◆ **EXERCISE TASKS**
- 1) From the passage on talent and cooperative education, extract the stretch from "In a South African" through "the author refers.".
- 2) Answer these questions using the passage on talent and cooperative education:
(a) Besides continuous change since the apartheid era, what does the passage say has challenged organizational talent?
(b) According to the passage, what do many corporates look for and encourage?
(c) What year is given in the citation for Helyer & Corkill?
- 3) List every distinct parenthetical citation in the passage on talent and cooperative education, including page numbers.

In a South African context, talent is a key success factor for global competitiveness. Organizational talent in any business environment is challenged by continuous change since the apartheid era and continuous external environmental impacts (Groenewald, 2003:49). The author states that cooperative education is a structured educational strategy that progressively integrates academic study with learning through productive work experiences is a means to grow the talent of the South African people. Furthermore, Groenewald also mentions that the skill sets we have are proving to be inadequate to meet the rapidly changing fast-paced of technical and business needs (Groenewald, 2003:49). This statement mirrors the experience the organisation is going through in the restaurant outlets, and the challenge points out to the lack of skills to which the author refers.

In-house structured programmes are working as curriculums adaptations are fit out to corporate needs by Higher education institutions and enterprises. This sometimes results in entrepreneurial freedom which empowers individuals (Groenewald, 2003:56). Many corporates are looking and encouraging experiential learning. This curbs the way academic learning is structured through theoretical learning. Experiential learning for adults works out as a way to go in terms of visual demonstration of a subject that can easily be comprehended. It is also done through communities of practice, personal networks and completion of work-related tasks, learning is done through observation and interaction with others (Helyer & Corkill, 2015:1831).

◆ **SUPPLIED INFORMATION**
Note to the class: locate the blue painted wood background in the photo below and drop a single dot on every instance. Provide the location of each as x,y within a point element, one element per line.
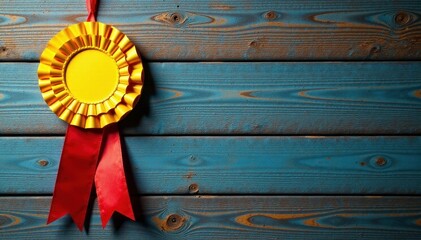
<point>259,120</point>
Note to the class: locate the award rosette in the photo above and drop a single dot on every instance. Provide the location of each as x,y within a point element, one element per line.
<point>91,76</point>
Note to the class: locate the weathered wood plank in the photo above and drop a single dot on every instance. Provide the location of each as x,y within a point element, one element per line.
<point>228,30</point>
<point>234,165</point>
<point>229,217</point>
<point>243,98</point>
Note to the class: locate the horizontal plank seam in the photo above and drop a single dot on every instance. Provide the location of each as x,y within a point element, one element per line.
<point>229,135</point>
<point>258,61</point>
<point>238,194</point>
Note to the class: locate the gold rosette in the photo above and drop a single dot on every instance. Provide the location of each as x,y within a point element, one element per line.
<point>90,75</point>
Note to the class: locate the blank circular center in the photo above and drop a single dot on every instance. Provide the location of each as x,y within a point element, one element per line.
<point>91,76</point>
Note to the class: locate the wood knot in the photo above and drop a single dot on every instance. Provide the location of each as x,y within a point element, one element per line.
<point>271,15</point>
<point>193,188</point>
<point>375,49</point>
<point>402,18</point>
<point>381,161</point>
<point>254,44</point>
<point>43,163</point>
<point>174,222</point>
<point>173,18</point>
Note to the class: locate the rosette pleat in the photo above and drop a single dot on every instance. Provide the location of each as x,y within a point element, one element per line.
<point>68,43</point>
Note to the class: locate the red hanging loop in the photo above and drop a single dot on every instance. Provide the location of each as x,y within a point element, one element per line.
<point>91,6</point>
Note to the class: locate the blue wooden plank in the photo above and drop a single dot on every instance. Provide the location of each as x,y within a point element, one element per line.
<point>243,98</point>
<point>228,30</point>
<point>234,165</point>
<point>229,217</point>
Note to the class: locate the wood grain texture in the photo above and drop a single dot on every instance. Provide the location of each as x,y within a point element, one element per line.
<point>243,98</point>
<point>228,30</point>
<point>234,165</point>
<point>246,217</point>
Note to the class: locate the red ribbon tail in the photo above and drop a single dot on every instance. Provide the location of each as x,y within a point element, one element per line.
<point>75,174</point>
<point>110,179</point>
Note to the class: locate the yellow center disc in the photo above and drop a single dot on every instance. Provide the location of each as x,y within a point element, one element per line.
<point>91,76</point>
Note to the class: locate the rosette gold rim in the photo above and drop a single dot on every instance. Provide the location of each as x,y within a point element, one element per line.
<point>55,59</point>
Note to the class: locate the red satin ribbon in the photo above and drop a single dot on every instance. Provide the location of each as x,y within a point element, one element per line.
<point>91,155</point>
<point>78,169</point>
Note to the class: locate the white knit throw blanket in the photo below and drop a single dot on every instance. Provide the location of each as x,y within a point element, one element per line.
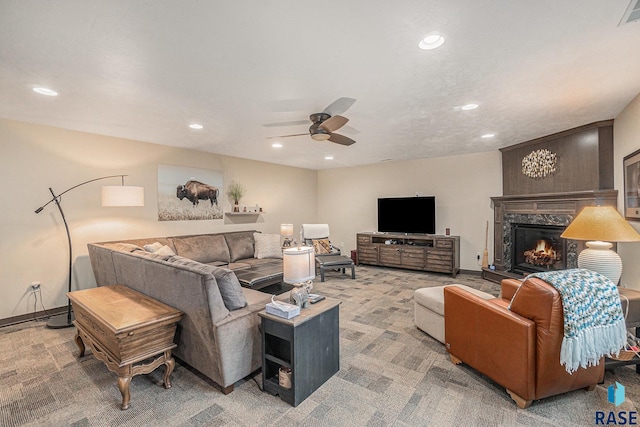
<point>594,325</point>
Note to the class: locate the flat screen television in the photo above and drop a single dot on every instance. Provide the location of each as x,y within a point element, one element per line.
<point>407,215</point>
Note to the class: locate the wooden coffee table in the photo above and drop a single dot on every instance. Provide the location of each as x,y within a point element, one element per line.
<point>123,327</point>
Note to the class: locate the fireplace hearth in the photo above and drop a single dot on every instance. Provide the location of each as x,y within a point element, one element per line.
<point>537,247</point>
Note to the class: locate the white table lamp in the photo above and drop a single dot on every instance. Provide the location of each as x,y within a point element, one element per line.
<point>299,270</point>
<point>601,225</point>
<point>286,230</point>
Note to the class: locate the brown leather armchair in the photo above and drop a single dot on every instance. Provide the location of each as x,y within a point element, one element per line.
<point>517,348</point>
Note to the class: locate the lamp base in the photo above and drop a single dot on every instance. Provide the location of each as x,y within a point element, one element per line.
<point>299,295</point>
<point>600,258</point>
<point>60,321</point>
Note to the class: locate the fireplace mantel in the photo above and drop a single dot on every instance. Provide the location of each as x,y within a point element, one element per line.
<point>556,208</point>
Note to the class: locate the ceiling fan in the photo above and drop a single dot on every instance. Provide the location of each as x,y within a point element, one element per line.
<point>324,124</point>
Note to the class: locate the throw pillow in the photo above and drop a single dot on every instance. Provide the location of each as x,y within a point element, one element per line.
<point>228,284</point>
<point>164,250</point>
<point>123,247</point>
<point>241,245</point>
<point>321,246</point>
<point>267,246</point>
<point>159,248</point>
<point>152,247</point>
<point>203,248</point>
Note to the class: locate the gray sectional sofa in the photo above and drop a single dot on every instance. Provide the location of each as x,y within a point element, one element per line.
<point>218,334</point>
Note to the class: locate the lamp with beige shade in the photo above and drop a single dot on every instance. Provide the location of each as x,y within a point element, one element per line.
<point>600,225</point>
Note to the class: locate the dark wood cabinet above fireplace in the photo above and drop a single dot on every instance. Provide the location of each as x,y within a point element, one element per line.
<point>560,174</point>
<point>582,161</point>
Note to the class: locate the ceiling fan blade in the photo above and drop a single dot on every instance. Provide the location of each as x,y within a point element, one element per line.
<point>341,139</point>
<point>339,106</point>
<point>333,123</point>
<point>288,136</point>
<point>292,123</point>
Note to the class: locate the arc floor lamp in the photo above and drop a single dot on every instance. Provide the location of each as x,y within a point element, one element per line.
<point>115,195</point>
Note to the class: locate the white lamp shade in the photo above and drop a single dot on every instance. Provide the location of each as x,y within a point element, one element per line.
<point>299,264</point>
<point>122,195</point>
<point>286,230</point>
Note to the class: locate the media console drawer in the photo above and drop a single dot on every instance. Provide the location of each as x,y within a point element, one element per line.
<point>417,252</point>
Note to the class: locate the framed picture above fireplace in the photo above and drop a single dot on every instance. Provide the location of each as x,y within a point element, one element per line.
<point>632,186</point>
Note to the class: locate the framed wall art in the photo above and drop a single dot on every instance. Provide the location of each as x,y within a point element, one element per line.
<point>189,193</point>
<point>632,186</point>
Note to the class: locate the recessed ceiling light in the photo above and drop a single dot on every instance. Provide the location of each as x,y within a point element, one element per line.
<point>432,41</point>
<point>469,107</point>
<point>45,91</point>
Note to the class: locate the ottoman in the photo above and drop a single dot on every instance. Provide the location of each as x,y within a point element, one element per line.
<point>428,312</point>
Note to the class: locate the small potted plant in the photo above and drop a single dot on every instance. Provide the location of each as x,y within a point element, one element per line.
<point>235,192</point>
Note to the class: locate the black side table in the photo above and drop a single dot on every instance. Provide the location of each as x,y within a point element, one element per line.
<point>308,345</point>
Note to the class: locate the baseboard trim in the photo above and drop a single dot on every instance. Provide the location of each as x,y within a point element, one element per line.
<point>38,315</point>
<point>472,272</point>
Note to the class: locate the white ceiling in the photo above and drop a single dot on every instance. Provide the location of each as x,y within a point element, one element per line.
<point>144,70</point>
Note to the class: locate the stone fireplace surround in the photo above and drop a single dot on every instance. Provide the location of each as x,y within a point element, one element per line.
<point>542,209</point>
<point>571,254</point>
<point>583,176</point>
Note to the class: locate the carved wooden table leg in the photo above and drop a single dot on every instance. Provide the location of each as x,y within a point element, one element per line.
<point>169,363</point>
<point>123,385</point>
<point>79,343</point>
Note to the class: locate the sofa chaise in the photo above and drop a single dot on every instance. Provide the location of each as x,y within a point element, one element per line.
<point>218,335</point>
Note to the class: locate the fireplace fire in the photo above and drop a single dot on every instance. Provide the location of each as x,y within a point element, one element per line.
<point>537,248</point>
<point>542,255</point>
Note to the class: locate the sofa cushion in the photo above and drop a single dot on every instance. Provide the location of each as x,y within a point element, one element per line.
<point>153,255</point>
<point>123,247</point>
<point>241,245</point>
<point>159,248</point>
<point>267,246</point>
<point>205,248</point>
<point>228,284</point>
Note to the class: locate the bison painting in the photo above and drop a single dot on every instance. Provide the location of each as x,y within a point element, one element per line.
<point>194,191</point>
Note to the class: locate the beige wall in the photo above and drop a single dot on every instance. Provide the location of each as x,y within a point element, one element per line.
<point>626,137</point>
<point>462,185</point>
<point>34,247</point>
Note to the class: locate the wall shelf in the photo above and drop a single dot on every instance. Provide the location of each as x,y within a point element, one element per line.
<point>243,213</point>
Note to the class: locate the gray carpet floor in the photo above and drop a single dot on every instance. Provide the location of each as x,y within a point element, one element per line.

◆ **THE SOLUTIONS**
- 1)
In a South African context, talent is a key success factor for global competitiveness. Organizational talent in any business environment is challenged by continuous change since the apartheid era and continuous external environmental impacts (Groenewald, 2003:49). The author states that cooperative education is a structured educational strategy that progressively integrates academic study with learning through productive work experiences is a means to grow the talent of the South African people. Furthermore, Groenewald also mentions that the skill sets we have are proving to be inadequate to meet the rapidly changing fast-paced of technical and business needs (Groenewald, 2003:49). This statement mirrors the experience the organisation is going through in the restaurant outlets, and the challenge points out to the lack of skills to which the author refers.

- 2)
(a) Continuous external environmental impacts.
(b) Experiential learning.
(c) 2015.

- 3)
- Groenewald, 2003:49
- Groenewald, 2003:56
- Helyer & Corkill, 2015:1831